• [What you need to do]: From the material below, print word for word every line starting at the one that contains "Where can the tiger's back" and ending at the one that contains "pixel 217 36", with both of those lines included.

------------

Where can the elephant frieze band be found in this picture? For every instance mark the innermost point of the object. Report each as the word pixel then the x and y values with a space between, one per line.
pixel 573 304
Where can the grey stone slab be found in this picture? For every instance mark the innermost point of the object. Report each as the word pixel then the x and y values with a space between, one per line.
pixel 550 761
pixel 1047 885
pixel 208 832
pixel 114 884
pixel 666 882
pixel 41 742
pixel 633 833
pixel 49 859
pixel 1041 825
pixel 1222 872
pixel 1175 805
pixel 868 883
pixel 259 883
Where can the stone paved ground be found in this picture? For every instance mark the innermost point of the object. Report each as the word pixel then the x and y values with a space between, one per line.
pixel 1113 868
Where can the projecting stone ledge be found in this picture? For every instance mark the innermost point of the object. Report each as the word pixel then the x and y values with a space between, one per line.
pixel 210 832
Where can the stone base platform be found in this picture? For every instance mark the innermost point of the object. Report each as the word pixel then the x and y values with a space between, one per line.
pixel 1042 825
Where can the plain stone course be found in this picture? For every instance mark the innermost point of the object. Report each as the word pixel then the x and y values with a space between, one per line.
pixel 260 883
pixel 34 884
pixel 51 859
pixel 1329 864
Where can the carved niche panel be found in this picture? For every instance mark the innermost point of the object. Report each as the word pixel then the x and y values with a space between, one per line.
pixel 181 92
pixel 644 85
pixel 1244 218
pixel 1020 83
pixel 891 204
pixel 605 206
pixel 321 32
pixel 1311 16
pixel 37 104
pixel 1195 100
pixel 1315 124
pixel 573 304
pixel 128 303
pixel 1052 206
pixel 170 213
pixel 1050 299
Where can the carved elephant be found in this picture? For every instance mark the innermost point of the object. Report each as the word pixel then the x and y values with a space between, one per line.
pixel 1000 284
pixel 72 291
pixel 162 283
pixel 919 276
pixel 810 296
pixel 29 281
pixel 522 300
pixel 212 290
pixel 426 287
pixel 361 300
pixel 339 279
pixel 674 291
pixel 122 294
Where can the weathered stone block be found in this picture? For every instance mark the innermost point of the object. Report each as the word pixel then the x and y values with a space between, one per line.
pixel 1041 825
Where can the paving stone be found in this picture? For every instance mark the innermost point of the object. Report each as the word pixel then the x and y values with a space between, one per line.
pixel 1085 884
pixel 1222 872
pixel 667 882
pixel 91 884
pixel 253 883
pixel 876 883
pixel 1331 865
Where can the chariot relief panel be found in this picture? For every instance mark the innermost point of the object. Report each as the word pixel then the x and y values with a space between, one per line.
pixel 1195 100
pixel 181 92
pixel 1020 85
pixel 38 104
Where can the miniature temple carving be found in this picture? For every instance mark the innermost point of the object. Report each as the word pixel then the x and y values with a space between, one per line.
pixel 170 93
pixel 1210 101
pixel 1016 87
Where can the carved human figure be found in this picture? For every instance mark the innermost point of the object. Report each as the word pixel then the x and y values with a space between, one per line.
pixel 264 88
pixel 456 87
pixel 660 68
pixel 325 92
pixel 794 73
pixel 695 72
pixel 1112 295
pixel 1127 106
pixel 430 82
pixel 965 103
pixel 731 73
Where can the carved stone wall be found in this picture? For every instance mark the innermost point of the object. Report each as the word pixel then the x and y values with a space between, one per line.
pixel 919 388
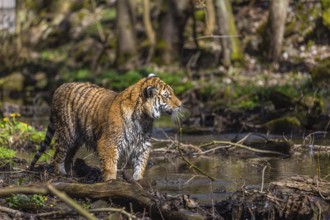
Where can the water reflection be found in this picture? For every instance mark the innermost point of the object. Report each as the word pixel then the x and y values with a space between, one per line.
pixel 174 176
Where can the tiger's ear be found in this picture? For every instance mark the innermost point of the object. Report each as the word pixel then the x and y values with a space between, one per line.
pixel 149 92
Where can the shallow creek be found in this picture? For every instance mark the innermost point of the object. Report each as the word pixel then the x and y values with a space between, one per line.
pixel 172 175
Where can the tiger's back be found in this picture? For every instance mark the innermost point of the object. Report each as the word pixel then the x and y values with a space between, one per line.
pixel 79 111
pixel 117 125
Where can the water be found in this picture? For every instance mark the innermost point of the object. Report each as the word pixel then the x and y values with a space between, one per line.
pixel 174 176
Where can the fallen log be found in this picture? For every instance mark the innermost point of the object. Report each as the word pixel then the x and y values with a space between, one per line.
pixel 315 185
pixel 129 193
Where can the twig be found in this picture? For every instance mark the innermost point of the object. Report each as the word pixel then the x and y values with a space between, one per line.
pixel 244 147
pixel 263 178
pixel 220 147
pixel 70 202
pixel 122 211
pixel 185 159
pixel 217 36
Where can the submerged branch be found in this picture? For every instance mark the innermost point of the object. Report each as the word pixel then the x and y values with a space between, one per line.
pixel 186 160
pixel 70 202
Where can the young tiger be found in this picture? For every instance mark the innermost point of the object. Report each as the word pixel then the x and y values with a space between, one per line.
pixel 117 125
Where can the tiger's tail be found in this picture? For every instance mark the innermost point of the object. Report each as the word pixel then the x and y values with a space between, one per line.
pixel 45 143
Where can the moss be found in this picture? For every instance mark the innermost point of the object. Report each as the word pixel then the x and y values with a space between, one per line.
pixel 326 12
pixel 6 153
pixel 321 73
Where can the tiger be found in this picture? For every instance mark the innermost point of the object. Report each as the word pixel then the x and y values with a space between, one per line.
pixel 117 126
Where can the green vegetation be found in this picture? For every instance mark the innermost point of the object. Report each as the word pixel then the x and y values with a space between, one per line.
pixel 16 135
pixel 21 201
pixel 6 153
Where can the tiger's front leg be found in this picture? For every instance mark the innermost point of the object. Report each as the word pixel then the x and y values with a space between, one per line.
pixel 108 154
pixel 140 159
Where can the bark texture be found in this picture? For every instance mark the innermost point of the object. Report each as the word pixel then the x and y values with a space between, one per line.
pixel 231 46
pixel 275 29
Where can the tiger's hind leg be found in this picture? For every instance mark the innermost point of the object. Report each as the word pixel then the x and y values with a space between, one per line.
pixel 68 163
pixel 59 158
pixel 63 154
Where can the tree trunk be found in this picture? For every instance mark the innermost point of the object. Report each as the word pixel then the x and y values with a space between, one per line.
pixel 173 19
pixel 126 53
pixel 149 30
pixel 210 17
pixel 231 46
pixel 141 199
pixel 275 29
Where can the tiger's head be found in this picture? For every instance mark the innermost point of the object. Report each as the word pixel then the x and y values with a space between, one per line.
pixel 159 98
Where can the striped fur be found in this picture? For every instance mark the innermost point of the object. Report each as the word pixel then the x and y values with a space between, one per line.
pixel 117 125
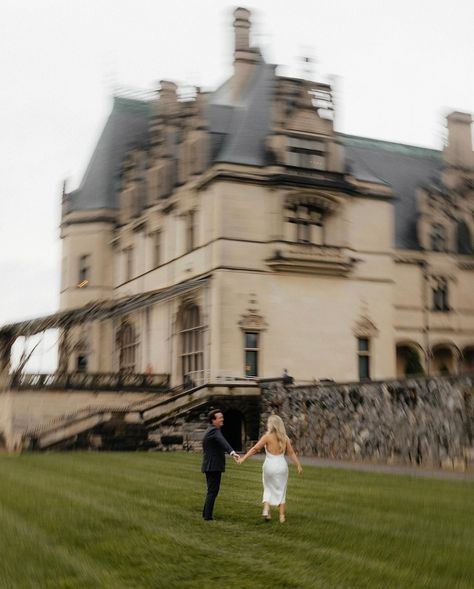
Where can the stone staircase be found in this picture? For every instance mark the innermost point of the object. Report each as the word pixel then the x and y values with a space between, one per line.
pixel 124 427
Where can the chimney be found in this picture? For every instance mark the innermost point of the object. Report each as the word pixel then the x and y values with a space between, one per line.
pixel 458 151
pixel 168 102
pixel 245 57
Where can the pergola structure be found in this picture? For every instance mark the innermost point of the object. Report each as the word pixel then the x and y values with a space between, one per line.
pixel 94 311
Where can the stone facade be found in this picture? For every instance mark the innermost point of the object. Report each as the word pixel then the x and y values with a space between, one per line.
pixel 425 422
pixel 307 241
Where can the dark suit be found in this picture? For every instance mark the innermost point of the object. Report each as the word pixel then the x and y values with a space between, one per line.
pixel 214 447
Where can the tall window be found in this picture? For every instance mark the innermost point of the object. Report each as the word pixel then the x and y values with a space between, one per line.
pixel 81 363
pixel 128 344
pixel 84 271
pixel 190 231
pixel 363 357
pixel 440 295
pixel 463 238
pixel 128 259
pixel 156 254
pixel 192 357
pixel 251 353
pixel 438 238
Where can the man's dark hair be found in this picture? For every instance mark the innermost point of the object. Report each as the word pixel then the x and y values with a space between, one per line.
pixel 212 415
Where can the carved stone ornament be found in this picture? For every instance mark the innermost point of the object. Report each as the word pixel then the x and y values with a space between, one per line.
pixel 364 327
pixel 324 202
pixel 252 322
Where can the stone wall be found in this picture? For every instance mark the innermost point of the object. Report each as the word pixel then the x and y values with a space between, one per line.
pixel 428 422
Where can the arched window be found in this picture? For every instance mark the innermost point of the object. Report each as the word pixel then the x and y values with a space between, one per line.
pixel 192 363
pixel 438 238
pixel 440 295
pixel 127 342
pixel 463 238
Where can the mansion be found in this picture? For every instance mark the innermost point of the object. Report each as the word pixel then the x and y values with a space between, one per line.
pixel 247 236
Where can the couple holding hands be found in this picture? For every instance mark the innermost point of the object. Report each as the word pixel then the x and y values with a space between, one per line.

------------

• [Solution for this exercise]:
Where can the tiger's back be found in this picture? For every instance mark the innermost point of the object. Report each as the word pixel then the x and y values with a space between, one per line.
pixel 79 111
pixel 117 125
Where can the water be found in this picture? For every instance mark the innermost point of the object. Report each as the word pixel then the x and y values with a space between, one per line.
pixel 174 176
Where can the fallen log be found in this picture? For every instance mark the innermost point of the object. Report each as the word pixel then the x and y values with a space between, one per line.
pixel 315 185
pixel 129 193
Where can the twig be found in this picture? For every instance mark the innermost point of the object. Report each as the word pixel then the x and y values with a space between, one per line.
pixel 244 147
pixel 263 178
pixel 220 147
pixel 70 202
pixel 122 211
pixel 185 159
pixel 217 36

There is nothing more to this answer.